■ Your task
Tally the lines in the records below that contain the string "positive". Give only the number.

[Segmentation mask records]
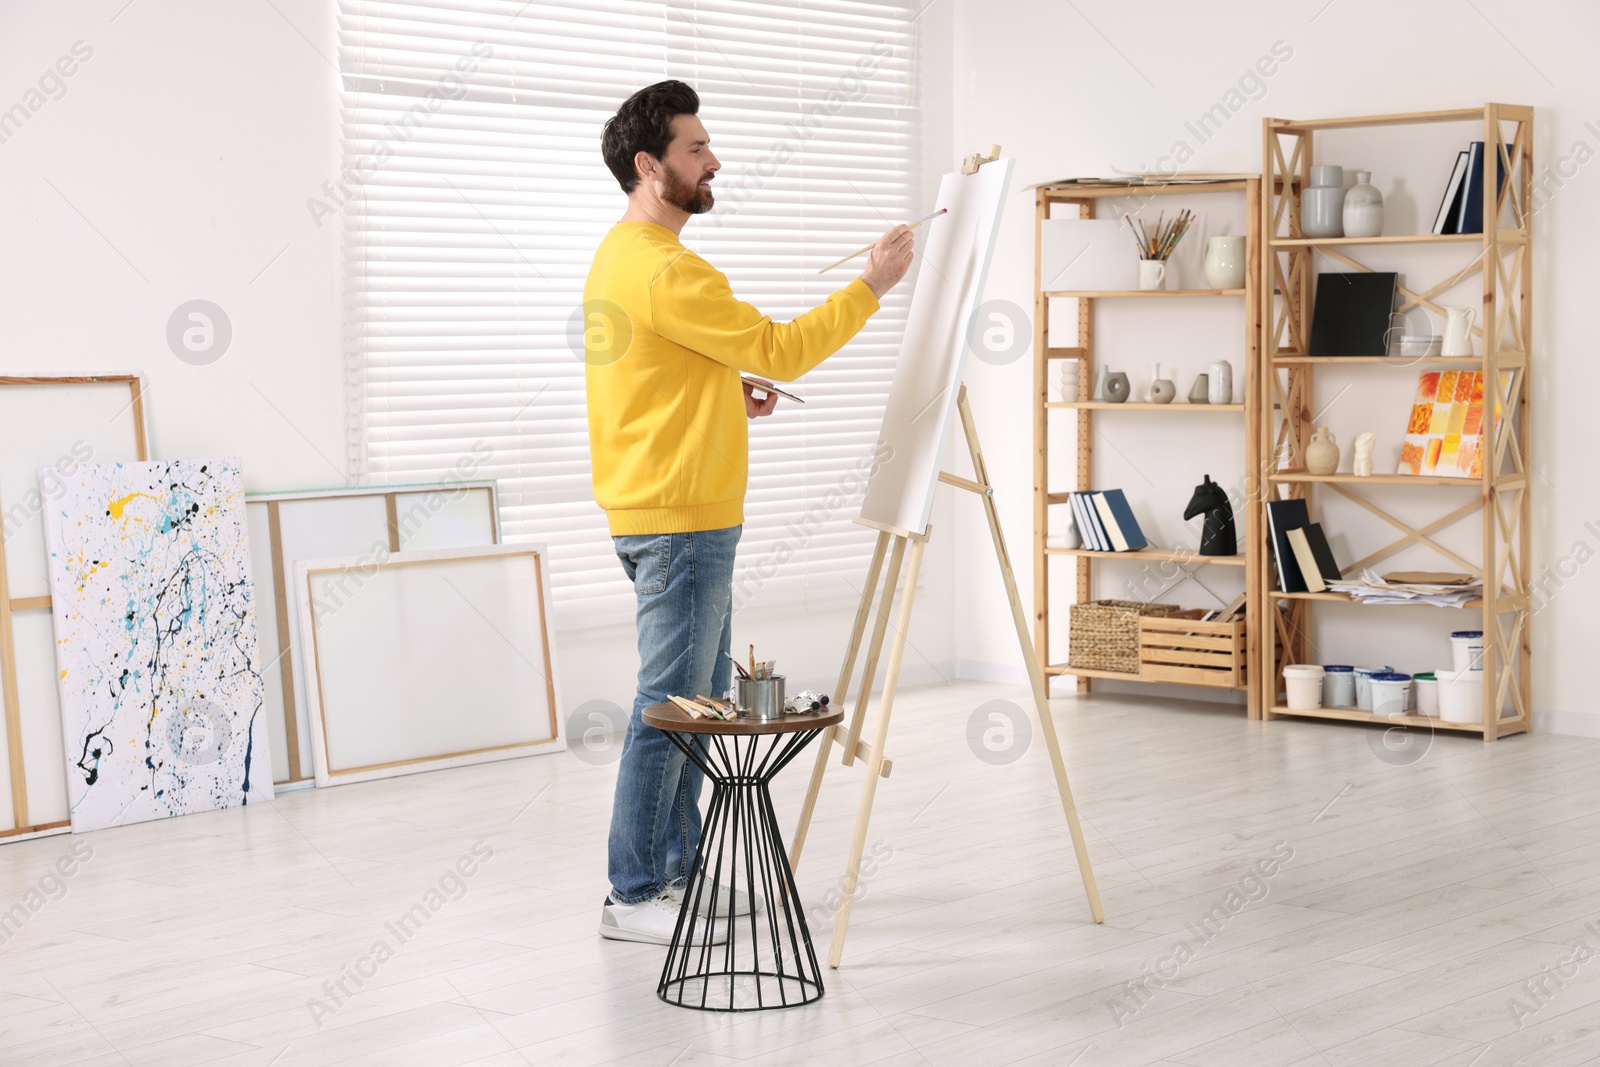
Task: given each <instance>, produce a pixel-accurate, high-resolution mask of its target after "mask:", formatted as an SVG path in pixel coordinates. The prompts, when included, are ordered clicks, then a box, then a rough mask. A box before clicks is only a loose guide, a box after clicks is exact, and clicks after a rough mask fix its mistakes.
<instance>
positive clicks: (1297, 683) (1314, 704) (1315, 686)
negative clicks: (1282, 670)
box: [1283, 664, 1322, 712]
mask: <svg viewBox="0 0 1600 1067" xmlns="http://www.w3.org/2000/svg"><path fill="white" fill-rule="evenodd" d="M1283 688H1285V689H1286V694H1288V707H1290V710H1291V712H1315V710H1317V709H1318V707H1322V667H1318V665H1317V664H1288V665H1286V667H1283Z"/></svg>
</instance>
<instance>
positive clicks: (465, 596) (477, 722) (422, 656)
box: [294, 544, 566, 787]
mask: <svg viewBox="0 0 1600 1067" xmlns="http://www.w3.org/2000/svg"><path fill="white" fill-rule="evenodd" d="M485 563H499V565H510V566H499V568H494V566H488V568H485V566H480V565H485ZM507 576H509V577H507ZM518 582H520V584H522V585H523V590H525V592H526V598H525V600H517V597H515V595H510V597H504V595H501V593H506V590H515V589H517V584H518ZM445 585H448V590H445V589H443V587H445ZM294 589H296V601H298V611H299V621H301V632H302V633H307V635H310V643H309V656H307V661H306V667H307V678H309V681H310V685H307V701H306V702H307V709H306V710H307V717H309V720H310V741H312V758H314V769H315V777H317V785H318V787H323V785H338V784H346V782H363V781H373V779H381V777H394V776H397V774H411V773H418V771H432V769H443V768H451V766H467V765H472V763H486V761H494V760H509V758H517V757H523V755H536V753H542V752H560V750H563V749H565V747H566V739H565V736H563V733H562V726H560V717H558V709H560V702H558V696H557V694H558V686H557V677H555V641H554V633H552V621H554V603H552V600H550V582H549V568H547V553H546V547H544V545H542V544H504V545H485V547H475V549H437V550H426V552H402V553H395V555H392V557H389V558H387V560H381V561H379V560H373V558H366V557H360V558H357V557H339V558H330V560H301V561H298V563H296V565H294ZM480 590H493V592H491V593H480ZM494 600H498V603H493V601H494ZM398 603H403V609H400V611H397V609H394V608H395V605H398ZM352 606H355V611H354V613H352ZM406 609H410V611H408V613H406ZM390 624H392V625H395V629H397V630H398V635H389V637H387V640H386V635H382V633H379V632H378V630H379V629H381V627H386V625H390ZM534 633H536V635H538V638H536V640H530V635H534ZM525 646H526V648H525ZM430 661H432V662H430ZM402 673H403V675H405V677H400V675H402ZM534 678H538V681H534ZM443 686H450V691H448V694H442V693H443ZM522 694H526V696H530V697H536V699H531V704H528V705H525V707H515V704H517V701H518V699H520V696H522ZM413 702H414V704H418V705H413ZM421 704H426V705H427V707H421ZM446 704H448V705H450V707H451V709H453V713H451V715H437V713H435V709H438V707H443V705H446ZM474 712H477V717H475V718H469V715H470V713H474ZM362 726H366V731H365V734H363V733H362ZM355 750H362V752H365V753H366V755H354V752H355ZM374 752H376V755H373V753H374Z"/></svg>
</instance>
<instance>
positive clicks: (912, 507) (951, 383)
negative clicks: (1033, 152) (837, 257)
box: [861, 160, 1011, 533]
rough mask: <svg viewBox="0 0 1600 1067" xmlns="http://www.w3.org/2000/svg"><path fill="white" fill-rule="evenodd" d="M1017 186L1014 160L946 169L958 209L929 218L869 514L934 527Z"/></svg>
mask: <svg viewBox="0 0 1600 1067" xmlns="http://www.w3.org/2000/svg"><path fill="white" fill-rule="evenodd" d="M1010 187H1011V160H995V162H994V163H984V165H982V166H979V168H978V173H976V174H960V173H955V174H946V176H944V181H941V182H939V198H938V202H936V203H934V205H933V206H934V210H939V208H949V214H944V216H939V218H938V219H933V221H930V222H928V224H926V229H928V238H926V246H925V248H923V254H922V256H923V261H922V266H920V269H918V272H917V288H915V291H914V293H912V296H910V310H909V314H907V320H906V334H904V341H902V342H901V350H899V360H898V362H896V365H894V382H893V386H891V389H890V402H888V406H886V408H885V411H883V429H882V430H880V432H878V450H877V453H875V454H877V456H878V458H880V461H878V466H877V469H875V470H874V474H872V478H870V482H867V494H866V499H862V502H861V517H862V518H867V520H872V522H875V523H882V525H885V526H894V528H898V530H909V531H912V533H922V531H923V530H926V528H928V512H930V510H931V509H933V491H934V488H938V482H939V453H941V451H942V448H944V438H946V435H947V434H949V429H950V422H952V419H954V418H955V398H957V395H958V394H960V389H962V374H963V373H965V370H966V349H968V339H966V330H968V325H970V323H971V322H973V312H974V310H978V304H979V301H981V298H982V291H984V282H986V278H987V275H989V259H990V256H992V254H994V246H995V234H997V232H998V227H1000V210H1002V206H1003V205H1005V195H1006V190H1008V189H1010Z"/></svg>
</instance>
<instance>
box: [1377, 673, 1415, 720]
mask: <svg viewBox="0 0 1600 1067" xmlns="http://www.w3.org/2000/svg"><path fill="white" fill-rule="evenodd" d="M1368 685H1371V688H1373V715H1384V717H1386V718H1394V717H1397V715H1405V705H1406V699H1408V697H1410V696H1411V675H1403V673H1397V672H1394V670H1389V672H1386V673H1379V675H1373V677H1371V678H1370V680H1368Z"/></svg>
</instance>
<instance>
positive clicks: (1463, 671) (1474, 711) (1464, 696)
mask: <svg viewBox="0 0 1600 1067" xmlns="http://www.w3.org/2000/svg"><path fill="white" fill-rule="evenodd" d="M1434 673H1435V675H1438V717H1440V718H1443V720H1445V721H1446V723H1482V721H1483V672H1482V670H1435V672H1434Z"/></svg>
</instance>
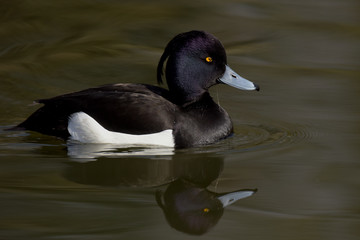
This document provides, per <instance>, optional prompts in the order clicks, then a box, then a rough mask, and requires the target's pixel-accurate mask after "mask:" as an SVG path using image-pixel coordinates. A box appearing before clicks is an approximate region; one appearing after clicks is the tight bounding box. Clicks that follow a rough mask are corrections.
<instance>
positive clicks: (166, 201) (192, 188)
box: [156, 179, 256, 235]
mask: <svg viewBox="0 0 360 240" xmlns="http://www.w3.org/2000/svg"><path fill="white" fill-rule="evenodd" d="M255 192H256V189H254V190H251V189H249V190H246V189H244V190H238V191H234V192H230V193H221V194H218V193H215V192H211V191H209V190H207V189H206V188H202V187H198V186H196V185H195V184H193V183H191V182H188V181H184V180H183V179H179V180H176V181H175V182H172V183H170V184H169V186H168V188H167V189H166V191H165V193H163V192H161V191H157V192H156V200H157V203H158V205H159V206H160V207H161V209H162V210H163V211H164V214H165V217H166V219H167V221H168V222H169V224H170V225H171V226H172V227H173V228H175V229H177V230H179V231H182V232H186V233H189V234H194V235H195V234H196V235H201V234H204V233H206V232H207V231H208V230H209V229H210V228H212V227H213V226H215V225H216V224H217V222H218V221H219V219H220V218H221V216H222V215H223V213H224V208H225V207H226V206H229V205H230V204H233V203H234V202H236V201H237V200H239V199H242V198H246V197H249V196H251V195H252V194H254V193H255Z"/></svg>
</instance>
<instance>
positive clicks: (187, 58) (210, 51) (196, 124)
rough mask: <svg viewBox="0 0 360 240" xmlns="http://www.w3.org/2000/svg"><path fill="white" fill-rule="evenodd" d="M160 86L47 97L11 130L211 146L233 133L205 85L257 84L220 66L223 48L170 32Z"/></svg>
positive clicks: (105, 140)
mask: <svg viewBox="0 0 360 240" xmlns="http://www.w3.org/2000/svg"><path fill="white" fill-rule="evenodd" d="M164 75H165V79H166V82H167V86H168V89H165V88H163V87H160V86H155V85H150V84H140V83H117V84H107V85H103V86H99V87H94V88H88V89H85V90H82V91H77V92H72V93H68V94H64V95H60V96H56V97H53V98H48V99H40V100H37V101H36V103H40V104H43V106H42V107H41V108H39V109H38V110H36V111H35V112H34V113H33V114H31V115H30V116H29V117H28V118H27V119H26V120H25V121H23V122H22V123H20V124H18V125H17V126H15V127H14V128H13V130H29V131H35V132H39V133H42V134H46V135H51V136H55V137H59V138H62V139H64V140H71V141H76V142H81V143H109V144H119V145H126V146H138V145H151V146H152V145H155V146H163V147H173V148H189V147H195V146H202V145H207V144H212V143H215V142H217V141H219V140H221V139H225V138H226V137H228V136H230V135H231V134H232V133H233V124H232V121H231V118H230V116H229V114H228V113H227V112H226V111H225V110H224V109H223V108H222V107H221V106H219V105H218V104H217V103H216V102H215V101H214V100H213V98H212V97H211V96H210V93H209V88H210V87H212V86H215V85H218V84H227V85H230V86H232V87H235V88H238V89H241V90H257V91H259V86H258V85H257V84H255V83H253V82H251V81H249V80H247V79H245V78H243V77H241V76H240V75H239V74H237V73H236V72H235V71H233V70H232V69H231V68H230V67H229V66H228V64H227V56H226V52H225V49H224V46H223V45H222V43H221V42H220V41H219V40H218V39H217V38H216V37H215V36H213V35H212V34H210V33H207V32H205V31H198V30H193V31H189V32H184V33H180V34H178V35H176V36H175V37H174V38H173V39H172V40H170V42H169V43H168V44H167V46H166V47H165V50H164V52H163V54H162V55H161V57H160V60H159V63H158V66H157V82H158V84H159V85H161V84H163V78H164Z"/></svg>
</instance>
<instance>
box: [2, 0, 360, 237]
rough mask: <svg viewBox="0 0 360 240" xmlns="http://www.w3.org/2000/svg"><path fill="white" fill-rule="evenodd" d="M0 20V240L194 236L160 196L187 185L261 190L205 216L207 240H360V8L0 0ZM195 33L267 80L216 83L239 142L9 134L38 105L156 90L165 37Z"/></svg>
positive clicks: (31, 134)
mask: <svg viewBox="0 0 360 240" xmlns="http://www.w3.org/2000/svg"><path fill="white" fill-rule="evenodd" d="M0 20H1V21H0V112H1V114H0V239H192V238H194V239H197V238H199V237H198V236H192V235H190V234H189V233H184V232H182V231H184V230H182V231H180V229H183V228H182V227H183V225H184V224H185V223H184V222H181V221H178V222H176V221H174V218H171V217H167V218H166V217H165V213H166V214H169V211H170V210H168V212H167V211H166V210H163V209H162V208H160V206H159V205H158V203H157V200H156V195H158V196H159V194H161V193H162V194H163V195H165V194H168V195H169V196H170V195H171V194H174V192H175V193H179V192H181V191H180V190H181V187H179V181H176V180H177V179H186V181H187V182H191V184H187V186H186V189H190V190H192V191H202V192H206V193H209V194H210V195H211V194H212V193H210V192H207V191H205V187H206V188H207V189H208V190H209V191H212V192H217V193H222V192H228V191H235V190H239V189H248V188H251V189H253V188H257V189H258V192H257V193H256V194H254V195H253V196H251V197H249V198H245V199H241V200H239V201H237V202H235V203H234V204H232V205H230V206H228V207H226V208H225V209H224V210H223V213H222V212H221V211H220V213H219V214H218V215H219V216H218V217H217V218H216V217H215V218H214V219H212V220H211V219H210V218H207V217H204V218H201V220H199V219H198V220H197V221H198V222H201V223H202V224H203V225H204V226H205V227H204V229H205V230H204V231H205V233H204V234H203V235H202V236H201V237H200V238H202V239H268V240H270V239H299V240H300V239H314V240H315V239H316V240H318V239H336V240H337V239H359V237H360V230H359V226H360V190H359V189H360V170H359V169H360V150H359V146H360V82H359V77H360V71H359V69H360V58H359V56H360V46H359V41H360V27H359V3H358V1H355V0H353V1H352V0H345V1H335V0H319V1H310V0H305V1H282V0H272V1H264V0H258V1H257V0H248V1H231V0H226V1H176V2H170V1H136V0H135V1H56V0H54V1H1V3H0ZM192 29H200V30H205V31H208V32H210V33H212V34H214V35H216V36H217V37H218V38H219V39H220V40H221V41H222V43H223V44H224V46H225V48H226V50H227V54H228V63H229V65H230V66H231V67H232V69H234V70H236V71H237V72H238V73H239V74H240V75H242V76H244V77H246V78H248V79H250V80H252V81H254V82H256V83H257V84H259V85H260V86H261V91H260V92H243V91H240V90H236V89H233V88H231V87H228V86H217V87H214V88H213V89H212V95H213V97H214V98H215V99H216V100H217V101H219V103H220V104H221V106H222V107H223V108H225V109H226V110H227V111H228V112H229V114H230V115H231V117H232V119H233V122H234V127H235V132H236V133H235V135H234V136H232V137H231V138H229V139H226V140H224V141H221V142H219V143H216V144H214V145H211V146H206V147H201V148H195V149H188V150H181V151H175V152H172V151H167V150H164V149H160V150H161V151H162V154H160V153H159V151H158V150H159V149H151V150H150V151H143V149H115V150H114V149H111V146H96V145H76V144H67V143H66V142H63V141H62V140H59V139H56V138H52V137H48V136H43V135H41V134H37V133H32V132H7V131H4V129H5V128H7V127H10V126H14V125H15V124H17V123H19V122H21V121H22V120H24V119H25V118H26V117H27V116H28V115H29V114H31V113H32V112H33V111H35V110H36V109H37V108H38V106H35V105H32V101H33V100H34V99H39V98H47V97H52V96H55V95H59V94H63V93H67V92H72V91H77V90H81V89H84V88H88V87H93V86H98V85H102V84H106V83H117V82H134V83H135V82H142V83H149V84H155V82H156V79H155V78H156V77H155V76H156V72H155V71H156V65H157V62H158V59H159V57H160V55H161V53H162V50H163V48H164V47H165V45H166V44H167V42H168V41H169V40H170V39H171V38H172V37H173V36H174V35H176V34H178V33H180V32H184V31H188V30H192ZM84 157H88V158H87V160H86V159H84ZM89 157H92V158H89ZM188 185H191V186H188ZM183 188H184V186H183ZM179 189H180V190H179ZM212 195H214V194H212ZM185 196H186V195H183V197H184V198H185ZM191 196H192V195H190V197H191ZM187 201H190V200H189V199H186V201H185V202H187ZM185 205H186V204H185ZM190 205H191V204H190ZM184 207H185V208H186V207H187V206H184ZM204 212H205V211H204ZM204 212H200V213H196V214H198V215H201V214H203V215H204ZM206 212H207V211H206ZM210 213H212V212H211V211H210ZM169 219H170V220H169ZM209 219H210V220H209ZM188 232H189V231H188Z"/></svg>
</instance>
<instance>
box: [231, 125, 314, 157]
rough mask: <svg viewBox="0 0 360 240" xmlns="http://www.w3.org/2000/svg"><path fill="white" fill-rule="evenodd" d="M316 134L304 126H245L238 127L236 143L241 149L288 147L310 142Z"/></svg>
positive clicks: (235, 143)
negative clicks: (311, 139)
mask: <svg viewBox="0 0 360 240" xmlns="http://www.w3.org/2000/svg"><path fill="white" fill-rule="evenodd" d="M314 135H315V133H314V132H313V131H311V130H309V129H308V128H307V127H306V126H304V125H292V124H289V123H281V124H244V125H240V126H238V129H237V131H236V133H235V136H234V140H233V141H234V143H235V144H236V145H237V146H238V147H240V148H241V149H246V150H253V149H255V148H256V149H258V148H272V147H277V148H278V147H287V146H289V145H294V144H297V143H299V142H302V141H308V140H309V139H311V138H312V137H313V136H314Z"/></svg>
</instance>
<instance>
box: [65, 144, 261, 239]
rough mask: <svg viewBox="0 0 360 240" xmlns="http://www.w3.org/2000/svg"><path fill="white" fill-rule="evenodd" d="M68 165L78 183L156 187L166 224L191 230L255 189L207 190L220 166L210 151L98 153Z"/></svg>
mask: <svg viewBox="0 0 360 240" xmlns="http://www.w3.org/2000/svg"><path fill="white" fill-rule="evenodd" d="M128 151H129V150H128ZM122 153H123V154H125V153H124V152H122ZM130 156H131V155H130ZM67 165H68V168H66V171H65V173H64V176H65V177H66V178H67V179H69V180H71V181H74V182H77V183H81V184H91V185H103V186H131V187H157V188H158V190H157V191H156V194H155V195H156V202H157V203H158V205H159V206H160V208H161V209H162V210H163V212H164V214H165V217H166V220H167V221H168V223H169V224H170V226H172V227H173V228H175V229H176V230H178V231H182V232H185V233H188V234H194V235H201V234H204V233H206V232H207V231H208V230H210V229H211V228H212V227H214V226H215V225H216V224H217V222H218V221H219V220H220V218H221V216H222V215H223V212H224V208H225V207H226V206H229V205H230V204H233V203H234V202H236V201H237V200H239V199H242V198H246V197H249V196H251V195H252V194H254V193H255V192H256V189H242V190H236V191H232V192H227V193H216V192H212V191H209V190H207V189H206V188H207V186H209V185H210V184H211V183H212V182H213V181H214V180H216V179H217V178H218V177H219V175H220V173H221V172H222V169H223V166H224V161H223V159H222V158H221V157H219V156H214V154H208V155H207V156H206V157H202V158H196V155H184V154H181V153H179V154H174V155H173V156H172V160H166V159H165V160H164V159H163V158H161V157H160V158H156V156H155V157H153V158H149V157H139V156H137V157H126V158H98V159H97V160H95V161H94V159H89V161H82V162H79V161H73V162H68V163H67ZM164 184H168V185H167V187H166V189H165V190H160V188H162V186H163V185H164Z"/></svg>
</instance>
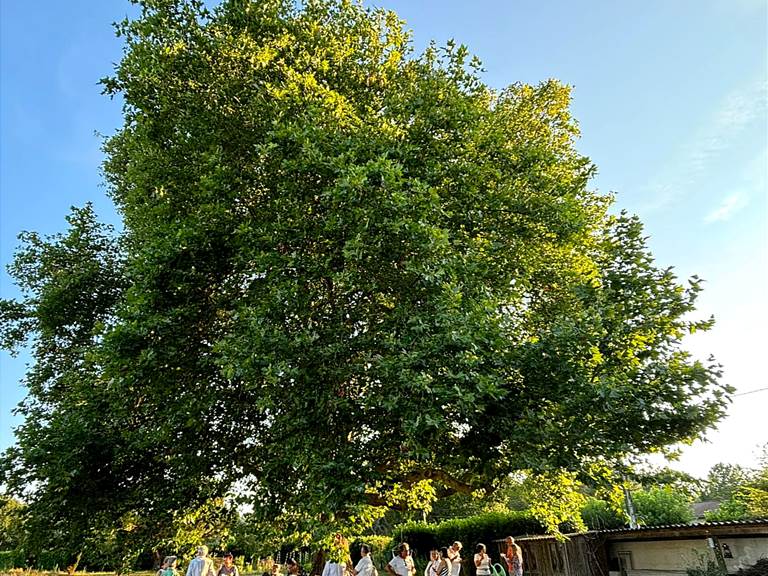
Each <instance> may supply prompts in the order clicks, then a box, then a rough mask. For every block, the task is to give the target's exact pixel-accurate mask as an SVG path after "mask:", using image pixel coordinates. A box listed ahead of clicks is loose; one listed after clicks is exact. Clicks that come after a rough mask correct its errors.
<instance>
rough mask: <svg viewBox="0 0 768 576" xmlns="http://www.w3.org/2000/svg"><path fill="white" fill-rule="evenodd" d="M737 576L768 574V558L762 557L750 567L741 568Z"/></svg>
mask: <svg viewBox="0 0 768 576" xmlns="http://www.w3.org/2000/svg"><path fill="white" fill-rule="evenodd" d="M736 575H737V576H768V558H760V560H758V561H757V562H755V563H754V564H753V565H752V566H750V567H749V568H739V571H738V572H737V573H736Z"/></svg>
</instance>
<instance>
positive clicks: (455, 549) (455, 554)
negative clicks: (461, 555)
mask: <svg viewBox="0 0 768 576" xmlns="http://www.w3.org/2000/svg"><path fill="white" fill-rule="evenodd" d="M461 548H462V546H461V542H459V541H458V540H456V542H454V543H453V544H451V545H450V546H449V547H448V560H450V562H451V576H459V574H461Z"/></svg>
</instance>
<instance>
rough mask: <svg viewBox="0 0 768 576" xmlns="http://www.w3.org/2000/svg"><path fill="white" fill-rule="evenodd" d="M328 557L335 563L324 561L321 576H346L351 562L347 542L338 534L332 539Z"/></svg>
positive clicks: (345, 540)
mask: <svg viewBox="0 0 768 576" xmlns="http://www.w3.org/2000/svg"><path fill="white" fill-rule="evenodd" d="M330 556H331V558H333V559H334V560H335V561H334V560H328V561H326V563H325V566H324V567H323V574H322V576H346V573H347V571H348V570H351V569H352V560H350V558H349V541H348V540H347V539H346V538H344V536H342V535H341V534H340V533H339V534H336V535H335V536H334V537H333V545H332V546H331V551H330Z"/></svg>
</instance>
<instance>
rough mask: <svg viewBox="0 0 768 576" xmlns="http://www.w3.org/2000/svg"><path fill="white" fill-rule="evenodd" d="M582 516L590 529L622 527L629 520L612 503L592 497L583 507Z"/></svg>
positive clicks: (590, 529) (625, 524) (604, 528)
mask: <svg viewBox="0 0 768 576" xmlns="http://www.w3.org/2000/svg"><path fill="white" fill-rule="evenodd" d="M581 518H582V519H583V520H584V524H586V525H587V527H588V528H589V529H590V530H608V529H611V528H621V527H622V526H626V524H627V522H626V519H625V517H624V514H623V513H622V512H619V511H618V510H616V509H615V508H614V507H613V506H611V505H610V503H608V502H606V501H605V500H598V499H597V498H590V499H589V500H587V503H586V504H585V505H584V508H582V509H581Z"/></svg>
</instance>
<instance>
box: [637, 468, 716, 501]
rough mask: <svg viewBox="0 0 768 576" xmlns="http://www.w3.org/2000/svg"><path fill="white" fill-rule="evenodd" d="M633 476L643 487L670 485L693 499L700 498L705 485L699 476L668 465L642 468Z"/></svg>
mask: <svg viewBox="0 0 768 576" xmlns="http://www.w3.org/2000/svg"><path fill="white" fill-rule="evenodd" d="M633 477H634V479H635V481H637V482H638V483H639V484H640V485H641V486H642V487H643V488H652V487H660V488H664V487H669V488H672V489H673V490H675V491H677V492H682V493H683V494H685V495H686V496H688V497H689V498H691V499H696V498H698V496H699V494H700V493H701V491H702V487H703V482H702V481H701V480H699V479H698V478H695V477H693V476H691V475H690V474H688V473H686V472H681V471H679V470H673V469H672V468H668V467H662V468H654V469H650V470H640V471H638V472H637V473H636V474H634V475H633Z"/></svg>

■ Solution to the exercise
12